• **WRITTEN REQUEST**
Reproduce, unchanged, the part of the data that opens with the line containing "it: point(192, 126)." and closes with the line containing "point(345, 127)", including both of those lines.

• **RECORDS SHOWN**
◆ ◆ ◆ ◆

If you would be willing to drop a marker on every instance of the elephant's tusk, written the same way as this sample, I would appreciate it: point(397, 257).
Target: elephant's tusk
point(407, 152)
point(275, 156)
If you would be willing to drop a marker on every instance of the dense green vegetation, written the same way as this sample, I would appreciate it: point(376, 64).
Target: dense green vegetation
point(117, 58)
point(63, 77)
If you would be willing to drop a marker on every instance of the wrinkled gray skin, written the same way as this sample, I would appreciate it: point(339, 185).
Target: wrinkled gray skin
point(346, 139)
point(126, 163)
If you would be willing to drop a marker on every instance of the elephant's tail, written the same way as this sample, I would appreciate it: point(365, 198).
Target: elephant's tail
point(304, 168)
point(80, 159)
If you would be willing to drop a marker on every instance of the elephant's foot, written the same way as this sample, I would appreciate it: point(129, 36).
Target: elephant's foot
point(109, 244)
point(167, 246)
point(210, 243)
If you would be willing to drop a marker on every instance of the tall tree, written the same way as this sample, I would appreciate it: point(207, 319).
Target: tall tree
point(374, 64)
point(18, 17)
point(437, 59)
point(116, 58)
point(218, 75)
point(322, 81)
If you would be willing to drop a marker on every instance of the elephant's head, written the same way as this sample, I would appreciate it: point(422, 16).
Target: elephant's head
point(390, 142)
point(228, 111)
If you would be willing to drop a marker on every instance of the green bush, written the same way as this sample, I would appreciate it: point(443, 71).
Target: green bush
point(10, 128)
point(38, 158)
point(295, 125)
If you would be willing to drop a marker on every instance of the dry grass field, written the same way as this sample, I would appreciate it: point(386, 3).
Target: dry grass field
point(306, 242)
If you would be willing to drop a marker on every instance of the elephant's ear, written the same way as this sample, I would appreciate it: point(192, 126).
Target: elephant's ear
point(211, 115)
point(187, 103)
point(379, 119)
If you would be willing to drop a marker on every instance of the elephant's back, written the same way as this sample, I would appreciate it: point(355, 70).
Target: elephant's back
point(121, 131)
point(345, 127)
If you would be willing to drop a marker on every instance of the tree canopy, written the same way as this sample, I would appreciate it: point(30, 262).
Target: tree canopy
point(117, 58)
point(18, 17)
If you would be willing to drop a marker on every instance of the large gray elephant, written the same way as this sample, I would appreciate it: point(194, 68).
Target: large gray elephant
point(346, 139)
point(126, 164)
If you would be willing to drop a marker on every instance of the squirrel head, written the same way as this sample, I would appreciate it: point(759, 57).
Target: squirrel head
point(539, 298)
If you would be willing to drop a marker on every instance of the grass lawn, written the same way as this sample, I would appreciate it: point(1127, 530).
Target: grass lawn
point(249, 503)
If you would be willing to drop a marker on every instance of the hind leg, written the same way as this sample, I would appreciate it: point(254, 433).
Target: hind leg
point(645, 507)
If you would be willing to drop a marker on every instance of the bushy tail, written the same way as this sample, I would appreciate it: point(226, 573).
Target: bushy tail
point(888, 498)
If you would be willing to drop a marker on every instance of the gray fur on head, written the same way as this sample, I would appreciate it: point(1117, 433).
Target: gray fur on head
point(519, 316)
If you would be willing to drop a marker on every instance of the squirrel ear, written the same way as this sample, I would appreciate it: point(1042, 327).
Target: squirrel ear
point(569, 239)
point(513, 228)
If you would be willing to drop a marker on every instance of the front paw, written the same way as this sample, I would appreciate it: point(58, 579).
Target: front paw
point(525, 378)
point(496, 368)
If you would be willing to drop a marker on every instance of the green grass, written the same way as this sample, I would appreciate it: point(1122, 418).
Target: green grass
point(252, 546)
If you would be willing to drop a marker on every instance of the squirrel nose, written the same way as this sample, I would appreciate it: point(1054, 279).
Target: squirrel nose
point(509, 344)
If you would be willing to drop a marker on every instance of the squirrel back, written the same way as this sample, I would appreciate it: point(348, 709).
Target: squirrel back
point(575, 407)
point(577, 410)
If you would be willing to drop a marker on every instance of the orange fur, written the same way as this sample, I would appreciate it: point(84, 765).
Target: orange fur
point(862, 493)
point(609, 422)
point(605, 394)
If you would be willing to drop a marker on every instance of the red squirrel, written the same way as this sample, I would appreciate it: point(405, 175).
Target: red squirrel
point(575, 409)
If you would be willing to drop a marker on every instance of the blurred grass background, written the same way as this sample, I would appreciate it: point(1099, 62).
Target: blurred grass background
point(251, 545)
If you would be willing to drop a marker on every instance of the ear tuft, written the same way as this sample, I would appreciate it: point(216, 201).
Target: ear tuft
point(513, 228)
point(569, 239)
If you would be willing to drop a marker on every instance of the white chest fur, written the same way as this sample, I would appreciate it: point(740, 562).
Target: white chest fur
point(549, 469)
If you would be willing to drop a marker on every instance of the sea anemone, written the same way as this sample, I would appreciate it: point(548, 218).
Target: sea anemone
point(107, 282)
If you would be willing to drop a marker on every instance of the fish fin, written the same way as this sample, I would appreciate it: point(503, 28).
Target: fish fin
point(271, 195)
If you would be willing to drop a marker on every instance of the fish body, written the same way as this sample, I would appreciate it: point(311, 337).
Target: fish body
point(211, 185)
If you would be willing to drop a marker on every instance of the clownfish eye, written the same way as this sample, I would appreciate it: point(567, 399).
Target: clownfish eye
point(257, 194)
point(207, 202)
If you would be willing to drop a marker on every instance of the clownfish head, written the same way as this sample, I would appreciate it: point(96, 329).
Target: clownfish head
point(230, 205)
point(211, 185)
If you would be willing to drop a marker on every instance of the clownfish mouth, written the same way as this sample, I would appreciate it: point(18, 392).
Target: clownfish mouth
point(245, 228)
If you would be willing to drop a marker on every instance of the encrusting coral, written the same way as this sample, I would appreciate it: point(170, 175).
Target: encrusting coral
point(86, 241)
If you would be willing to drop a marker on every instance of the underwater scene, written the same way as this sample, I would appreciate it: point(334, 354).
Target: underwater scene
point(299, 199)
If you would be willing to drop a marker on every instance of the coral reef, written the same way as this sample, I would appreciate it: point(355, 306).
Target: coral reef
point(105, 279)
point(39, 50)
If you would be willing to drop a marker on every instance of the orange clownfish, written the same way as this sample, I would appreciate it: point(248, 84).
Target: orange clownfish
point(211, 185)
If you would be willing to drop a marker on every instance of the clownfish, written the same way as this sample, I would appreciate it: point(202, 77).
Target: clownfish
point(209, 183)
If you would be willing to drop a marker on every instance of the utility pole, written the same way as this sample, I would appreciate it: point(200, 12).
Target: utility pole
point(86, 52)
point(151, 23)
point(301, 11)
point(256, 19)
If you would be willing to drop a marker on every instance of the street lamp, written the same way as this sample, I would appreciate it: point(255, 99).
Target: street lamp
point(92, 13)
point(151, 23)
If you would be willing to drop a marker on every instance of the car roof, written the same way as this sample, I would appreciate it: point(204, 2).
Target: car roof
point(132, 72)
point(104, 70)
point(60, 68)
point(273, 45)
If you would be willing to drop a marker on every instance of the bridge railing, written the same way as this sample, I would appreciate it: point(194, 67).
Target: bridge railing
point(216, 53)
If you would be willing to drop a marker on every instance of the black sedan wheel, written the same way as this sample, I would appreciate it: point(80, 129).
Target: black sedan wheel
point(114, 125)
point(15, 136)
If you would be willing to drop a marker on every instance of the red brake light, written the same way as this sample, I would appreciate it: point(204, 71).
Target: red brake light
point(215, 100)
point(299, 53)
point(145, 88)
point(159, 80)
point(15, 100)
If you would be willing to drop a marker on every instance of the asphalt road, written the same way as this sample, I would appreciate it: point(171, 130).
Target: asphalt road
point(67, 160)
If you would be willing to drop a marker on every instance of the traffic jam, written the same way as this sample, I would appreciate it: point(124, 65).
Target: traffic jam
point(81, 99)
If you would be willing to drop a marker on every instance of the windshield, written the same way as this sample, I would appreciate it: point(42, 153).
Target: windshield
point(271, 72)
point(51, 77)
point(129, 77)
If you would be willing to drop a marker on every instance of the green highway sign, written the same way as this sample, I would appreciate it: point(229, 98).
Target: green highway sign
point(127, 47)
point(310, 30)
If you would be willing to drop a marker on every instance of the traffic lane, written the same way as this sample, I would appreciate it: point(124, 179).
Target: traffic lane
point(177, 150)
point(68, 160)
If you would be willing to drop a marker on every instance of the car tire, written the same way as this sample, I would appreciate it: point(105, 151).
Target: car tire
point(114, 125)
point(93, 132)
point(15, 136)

◆ ◆ ◆ ◆

• **COMPLETE OUTPUT**
If you would be willing to drop a marker on every instance of the elephant's ear, written the same way as this sample, I would appreciate it: point(192, 126).
Target: elephant's ear
point(211, 115)
point(187, 103)
point(379, 119)
If you would be willing to drop a marker on every instance of the elephant's back, written the same way as this sample, I would appreciate it: point(355, 70).
Target: elephant's back
point(121, 131)
point(345, 127)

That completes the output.